- [Directive]
Omit the pictures, then reproduce every remaining record exactly.

- [Information shown]

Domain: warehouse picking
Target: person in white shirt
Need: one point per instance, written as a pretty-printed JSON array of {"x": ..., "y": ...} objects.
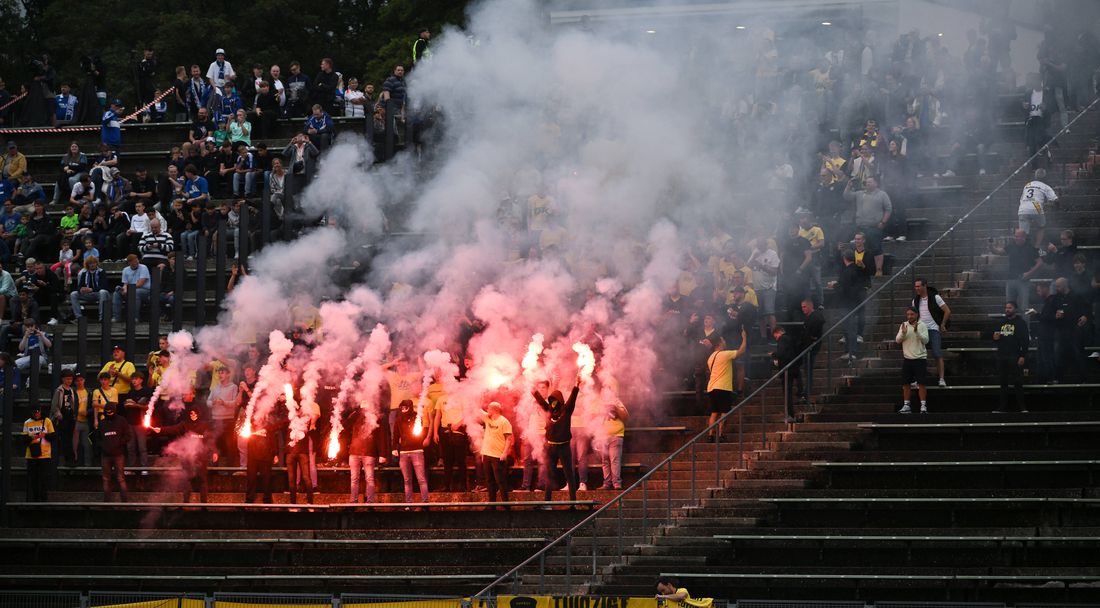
[
  {"x": 913, "y": 336},
  {"x": 219, "y": 72},
  {"x": 1032, "y": 213},
  {"x": 354, "y": 100},
  {"x": 765, "y": 265}
]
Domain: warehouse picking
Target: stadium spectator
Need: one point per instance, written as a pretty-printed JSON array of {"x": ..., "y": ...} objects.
[
  {"x": 113, "y": 434},
  {"x": 1034, "y": 200},
  {"x": 297, "y": 91},
  {"x": 408, "y": 446},
  {"x": 1024, "y": 263},
  {"x": 1069, "y": 317},
  {"x": 322, "y": 90},
  {"x": 134, "y": 404},
  {"x": 393, "y": 89},
  {"x": 319, "y": 128},
  {"x": 913, "y": 336},
  {"x": 220, "y": 72},
  {"x": 196, "y": 453},
  {"x": 1012, "y": 342},
  {"x": 559, "y": 438},
  {"x": 496, "y": 445},
  {"x": 935, "y": 314},
  {"x": 39, "y": 455},
  {"x": 366, "y": 450},
  {"x": 872, "y": 212},
  {"x": 110, "y": 125},
  {"x": 134, "y": 276}
]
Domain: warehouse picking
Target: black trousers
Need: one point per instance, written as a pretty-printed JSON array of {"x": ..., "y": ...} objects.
[
  {"x": 259, "y": 470},
  {"x": 455, "y": 446},
  {"x": 496, "y": 476},
  {"x": 562, "y": 453},
  {"x": 1010, "y": 373}
]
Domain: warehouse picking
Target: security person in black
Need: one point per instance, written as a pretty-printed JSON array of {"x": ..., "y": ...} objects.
[
  {"x": 1012, "y": 341},
  {"x": 559, "y": 435}
]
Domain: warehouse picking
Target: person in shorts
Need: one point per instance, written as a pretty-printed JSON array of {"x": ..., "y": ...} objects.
[{"x": 913, "y": 336}]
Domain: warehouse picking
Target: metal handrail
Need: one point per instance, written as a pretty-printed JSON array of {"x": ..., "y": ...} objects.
[{"x": 780, "y": 374}]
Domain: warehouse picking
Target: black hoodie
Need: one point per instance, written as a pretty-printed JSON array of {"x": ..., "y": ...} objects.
[{"x": 559, "y": 427}]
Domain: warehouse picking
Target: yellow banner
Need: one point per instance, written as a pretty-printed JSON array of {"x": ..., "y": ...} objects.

- [Exercise answer]
Domain: warehouse picking
Target: person in white shirt
Need: one point per instance, written as a pretty-printed JSON array of {"x": ..., "y": ...} objects.
[
  {"x": 913, "y": 336},
  {"x": 219, "y": 72},
  {"x": 1032, "y": 213},
  {"x": 354, "y": 100},
  {"x": 765, "y": 265}
]
Domain: warehouse picking
Target: stadium spectator
Need: one point per instance, written as a pretty-printed JSON array of {"x": ..., "y": ...} objects.
[
  {"x": 113, "y": 434},
  {"x": 1034, "y": 200},
  {"x": 297, "y": 91},
  {"x": 408, "y": 446},
  {"x": 1024, "y": 263},
  {"x": 1069, "y": 317},
  {"x": 322, "y": 90},
  {"x": 134, "y": 404},
  {"x": 393, "y": 89},
  {"x": 319, "y": 128},
  {"x": 913, "y": 336},
  {"x": 220, "y": 72},
  {"x": 196, "y": 453},
  {"x": 1012, "y": 342},
  {"x": 559, "y": 438},
  {"x": 496, "y": 445},
  {"x": 935, "y": 314},
  {"x": 39, "y": 455},
  {"x": 366, "y": 450},
  {"x": 872, "y": 212},
  {"x": 110, "y": 125},
  {"x": 134, "y": 276}
]
Domain: warehouse picking
Target: black trousers
Need: one point per instance, written as a pretty-printed JSON array of {"x": ..., "y": ...} objects.
[
  {"x": 259, "y": 470},
  {"x": 455, "y": 446},
  {"x": 496, "y": 476},
  {"x": 562, "y": 453},
  {"x": 1010, "y": 373}
]
Domain: warehouse picking
Target: security person in black
Need: one point per instance, written as a pretty-printed JSON array of {"x": ..., "y": ...} objects.
[
  {"x": 1012, "y": 341},
  {"x": 559, "y": 435}
]
Domain: warehouse picking
Target: person in shorts
Need: one point per instance, written as a pretty-printed JSON array of {"x": ..., "y": ...} objects.
[{"x": 913, "y": 336}]
Domain: warehouse picking
Target: metal handrail
Need: one point per instance, written as a pretty-printed JSON array of {"x": ..., "y": ...} objects.
[{"x": 780, "y": 374}]
Domain: warehouse picking
Target: black hoodie
Need: one point per instance, written as a pretty-printed JSON array of {"x": ..., "y": ...} objects.
[{"x": 559, "y": 427}]
Domain: warehouse picking
Target: yellow banner
Need: one point per instance, written as a pretty-printed JSON array of {"x": ..., "y": ...} objects.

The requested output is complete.